-- Start of Material for this task --

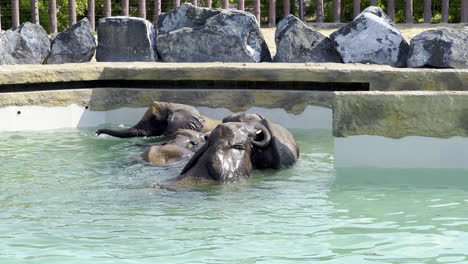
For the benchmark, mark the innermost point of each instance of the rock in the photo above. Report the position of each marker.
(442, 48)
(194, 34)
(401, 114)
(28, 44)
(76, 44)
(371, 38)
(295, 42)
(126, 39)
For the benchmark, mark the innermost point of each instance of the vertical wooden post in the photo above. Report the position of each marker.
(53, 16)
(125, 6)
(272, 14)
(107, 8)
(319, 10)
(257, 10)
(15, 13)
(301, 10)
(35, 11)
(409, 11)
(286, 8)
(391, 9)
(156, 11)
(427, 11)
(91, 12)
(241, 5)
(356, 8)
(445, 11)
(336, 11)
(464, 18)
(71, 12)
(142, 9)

-- End of Material for this task --
-- Start of Material for this task --

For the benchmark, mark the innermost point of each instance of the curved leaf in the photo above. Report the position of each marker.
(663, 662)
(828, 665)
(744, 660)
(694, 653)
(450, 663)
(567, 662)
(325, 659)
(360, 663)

-- End of Material for this task --

§ Given request: Count the lines in the records above that contain the word "rock" and give only the number.

§ Written solution: 1